TRECHO DO DOCUMENTO:
▼▼▼
Note-se o impressionismo da imagem dado apenas com dois substantivos («chama do esforço»).

 

(Adaptado de: Para uma leitura de MENSAGEM de Fernando Pessoa, Maria Almira Soares. Lisboa, Editorial Presença, 2000, pp. 58-59)

  


***

 

II – Outro questionário sobre o poema “Prece”, de Fernando Pessoa:

Apresente, de forma clara e bem estruturada, as suas respostas aos itens que se seguem.

1. Caracterize o momento presente tal como é representado na primeira estrofe.

2. Explicite os efeitos de sentido produzidos pela exclamação «Tanta foi a tormenta e a vontade!» (verso 2).

3. Relacione a referência à «chama, que a vida em nós criou» (verso 5) com o sentimento sugerido no verso 8.

4. Interprete o sentido da última estrofe, tendo em conta o título e a apóstrofe presente no primeiro verso do poema.

 

Explicitação de cenários de resposta:

1. A resposta pode contemplar os tópicos que a seguir se enunciam, ou outros considerados relevantes.

Na primeira estrofe, o momento presente caracteriza-se pela frustração, pela saudade e pelo desalento evidenciados:

– pelas metáforas da «noite» e do «silêncio», que significam uma morte espiritual, bem como pelo sentido disfórico da associação de «alma» ao adjetivo «vil» e de «silêncio» ao adjetivo «hostil»;

– pela evocação de um passado glorioso, associado ao orgulho da conquista de um «mar universal».

2. A resposta pode contemplar os aspetos que a seguir se enunciam, ou outros considerados relevantes.

A exclamação presente no verso 2 exprime:

– o orgulho relativamente a um passado heroico que implicou sofrimento, mas em que os portugueses se moveram por um inabalável desejo de grandeza;

– a noção de um presente marcado pelo desânimo e pela falta de ambição.

3. A resposta pode contemplar os aspetos que a seguir se enunciam, ou outros considerados relevantes.
▲▲▲
ENUNCIADO DA TAREFA: No texto sobre o poema "Prece", substitua "estrofe" por "estância" e escreva de novo o trecho que começa em "II – Outro questionário" e vai até "no verso 8.".

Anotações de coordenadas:
▼▼▼
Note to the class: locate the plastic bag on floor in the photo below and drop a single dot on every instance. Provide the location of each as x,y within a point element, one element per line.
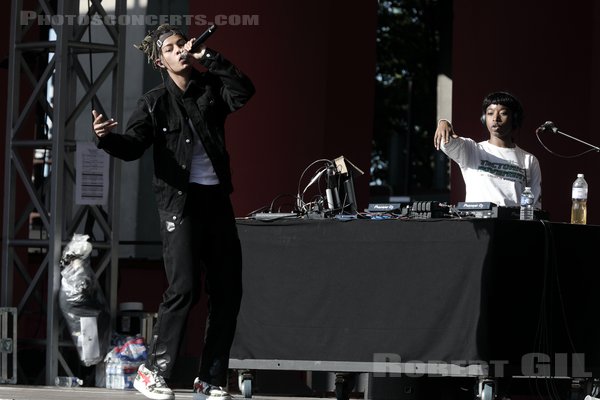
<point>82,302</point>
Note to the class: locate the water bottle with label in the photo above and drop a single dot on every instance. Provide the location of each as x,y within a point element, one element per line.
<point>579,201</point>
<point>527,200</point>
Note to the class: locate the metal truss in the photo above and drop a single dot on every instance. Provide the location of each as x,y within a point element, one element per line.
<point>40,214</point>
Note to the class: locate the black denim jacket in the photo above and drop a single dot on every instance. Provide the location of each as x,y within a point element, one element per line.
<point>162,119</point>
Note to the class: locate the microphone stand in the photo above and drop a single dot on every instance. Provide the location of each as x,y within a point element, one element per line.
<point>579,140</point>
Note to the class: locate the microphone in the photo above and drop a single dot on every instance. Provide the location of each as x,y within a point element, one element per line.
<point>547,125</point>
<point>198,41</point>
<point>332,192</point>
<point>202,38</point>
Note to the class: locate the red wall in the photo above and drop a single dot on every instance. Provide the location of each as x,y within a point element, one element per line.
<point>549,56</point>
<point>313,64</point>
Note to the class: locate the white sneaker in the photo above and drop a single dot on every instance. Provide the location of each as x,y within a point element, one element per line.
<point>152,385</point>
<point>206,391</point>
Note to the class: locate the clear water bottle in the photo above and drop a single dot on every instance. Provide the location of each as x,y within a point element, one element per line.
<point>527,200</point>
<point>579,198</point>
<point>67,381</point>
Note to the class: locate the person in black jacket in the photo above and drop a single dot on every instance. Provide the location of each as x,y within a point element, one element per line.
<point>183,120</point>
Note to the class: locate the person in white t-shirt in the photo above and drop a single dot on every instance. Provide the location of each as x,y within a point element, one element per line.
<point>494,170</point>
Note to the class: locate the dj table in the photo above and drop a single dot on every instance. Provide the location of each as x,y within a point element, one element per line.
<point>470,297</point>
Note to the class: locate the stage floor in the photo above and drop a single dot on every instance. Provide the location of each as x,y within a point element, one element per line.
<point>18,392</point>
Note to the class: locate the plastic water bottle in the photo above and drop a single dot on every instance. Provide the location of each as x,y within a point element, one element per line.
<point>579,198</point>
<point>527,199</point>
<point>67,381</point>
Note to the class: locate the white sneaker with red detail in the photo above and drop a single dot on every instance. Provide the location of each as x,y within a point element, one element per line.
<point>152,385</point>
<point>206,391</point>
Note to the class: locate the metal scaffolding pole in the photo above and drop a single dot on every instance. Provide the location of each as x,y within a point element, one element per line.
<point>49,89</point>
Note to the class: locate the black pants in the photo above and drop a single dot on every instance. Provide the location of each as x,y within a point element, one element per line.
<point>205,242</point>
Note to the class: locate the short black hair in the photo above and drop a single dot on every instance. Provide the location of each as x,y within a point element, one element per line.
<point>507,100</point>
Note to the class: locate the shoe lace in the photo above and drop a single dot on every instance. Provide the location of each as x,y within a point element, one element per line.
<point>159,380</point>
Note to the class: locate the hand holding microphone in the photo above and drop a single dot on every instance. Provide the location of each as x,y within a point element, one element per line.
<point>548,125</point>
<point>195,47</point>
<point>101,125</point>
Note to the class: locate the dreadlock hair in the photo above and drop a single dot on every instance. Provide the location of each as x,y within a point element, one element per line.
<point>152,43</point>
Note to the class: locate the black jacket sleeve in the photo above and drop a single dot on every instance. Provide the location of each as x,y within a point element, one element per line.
▲▲▲
▼▼▼
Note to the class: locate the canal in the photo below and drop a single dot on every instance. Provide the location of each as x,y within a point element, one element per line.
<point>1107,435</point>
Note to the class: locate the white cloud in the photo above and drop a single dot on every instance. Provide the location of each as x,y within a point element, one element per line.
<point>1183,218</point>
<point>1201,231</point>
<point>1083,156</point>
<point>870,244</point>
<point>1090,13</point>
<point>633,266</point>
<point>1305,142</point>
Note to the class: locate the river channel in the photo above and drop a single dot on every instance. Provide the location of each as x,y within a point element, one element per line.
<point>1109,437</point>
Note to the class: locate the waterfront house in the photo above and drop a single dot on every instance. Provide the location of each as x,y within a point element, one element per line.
▲▲▲
▼▼▼
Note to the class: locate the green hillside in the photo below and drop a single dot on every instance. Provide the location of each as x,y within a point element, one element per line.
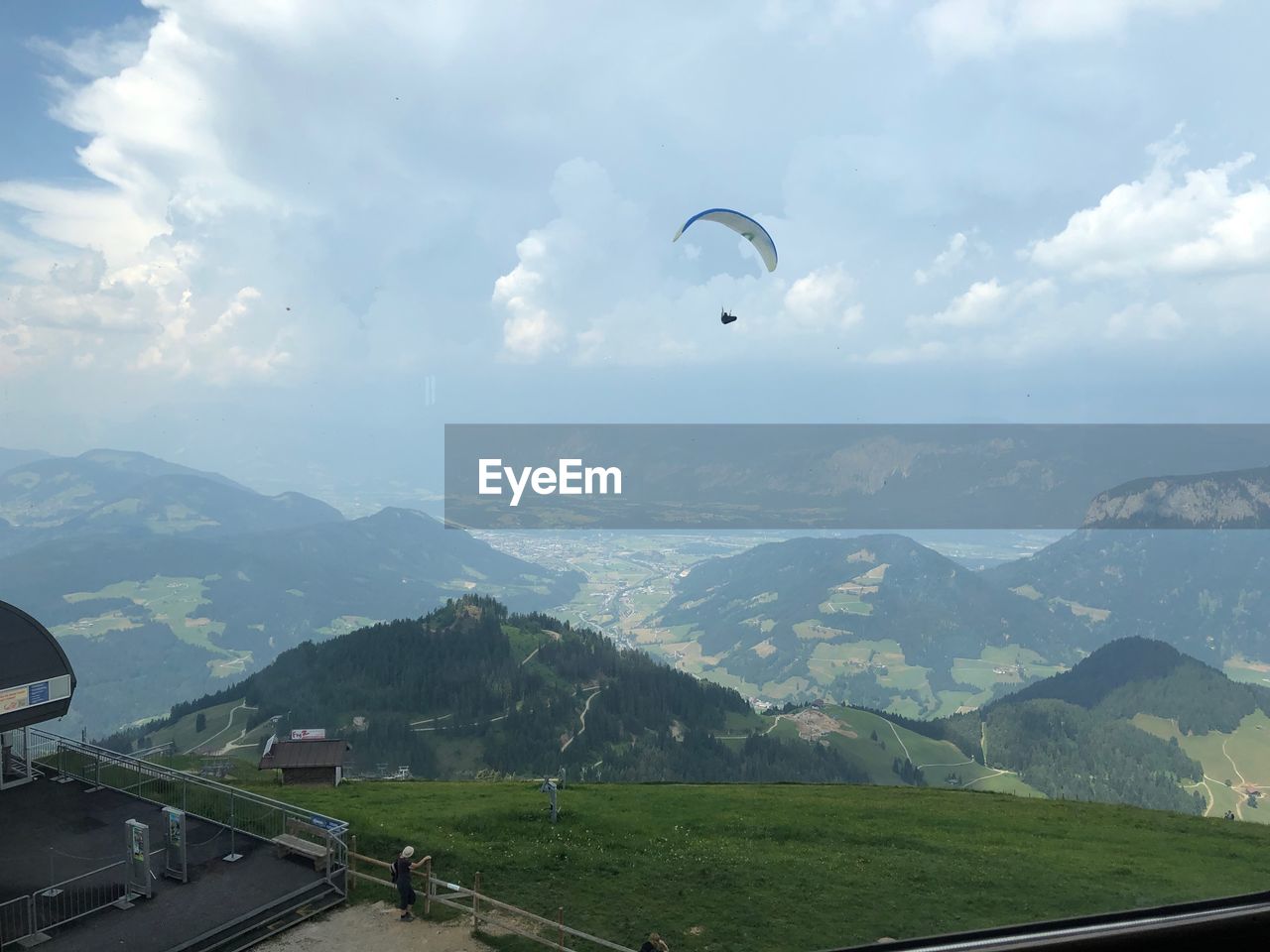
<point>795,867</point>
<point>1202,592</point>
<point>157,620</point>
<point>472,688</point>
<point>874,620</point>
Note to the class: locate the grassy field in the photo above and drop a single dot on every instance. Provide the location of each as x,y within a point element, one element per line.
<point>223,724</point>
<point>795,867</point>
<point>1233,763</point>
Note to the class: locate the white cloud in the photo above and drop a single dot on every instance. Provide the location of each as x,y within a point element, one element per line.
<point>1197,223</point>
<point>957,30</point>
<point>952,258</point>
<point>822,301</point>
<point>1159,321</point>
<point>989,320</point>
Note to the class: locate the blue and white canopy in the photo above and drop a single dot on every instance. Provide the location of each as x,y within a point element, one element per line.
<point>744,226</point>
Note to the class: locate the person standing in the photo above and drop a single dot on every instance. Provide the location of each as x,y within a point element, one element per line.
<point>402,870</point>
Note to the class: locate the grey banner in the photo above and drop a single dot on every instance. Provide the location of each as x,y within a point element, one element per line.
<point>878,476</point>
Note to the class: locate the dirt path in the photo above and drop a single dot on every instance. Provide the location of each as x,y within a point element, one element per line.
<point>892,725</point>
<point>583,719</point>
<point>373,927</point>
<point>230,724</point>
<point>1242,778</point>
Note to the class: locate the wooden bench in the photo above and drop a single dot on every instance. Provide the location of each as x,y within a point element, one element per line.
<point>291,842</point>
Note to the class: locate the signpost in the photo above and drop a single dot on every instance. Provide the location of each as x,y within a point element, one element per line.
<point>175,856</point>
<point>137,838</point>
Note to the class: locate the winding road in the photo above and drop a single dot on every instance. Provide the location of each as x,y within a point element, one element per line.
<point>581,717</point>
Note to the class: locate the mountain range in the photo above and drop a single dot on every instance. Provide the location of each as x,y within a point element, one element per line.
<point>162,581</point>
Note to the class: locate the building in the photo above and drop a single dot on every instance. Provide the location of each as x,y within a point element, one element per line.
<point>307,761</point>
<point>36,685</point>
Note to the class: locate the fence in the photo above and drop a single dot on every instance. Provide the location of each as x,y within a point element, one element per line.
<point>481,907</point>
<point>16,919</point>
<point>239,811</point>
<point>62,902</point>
▲▲▲
RESULTADO DA TAREFA:
II – Outro questionário sobre o poema “Prece”, de Fernando Pessoa:

Apresente, de forma clara e bem estruturada, as suas respostas aos itens que se seguem.

1. Caracterize o momento presente tal como é representado na primeira estância.

2. Explicite os efeitos de sentido produzidos pela exclamação «Tanta foi a tormenta e a vontade!» (verso 2).

3. Relacione a referência à «chama, que a vida em nós criou» (verso 5) com o sentimento sugerido no verso 8.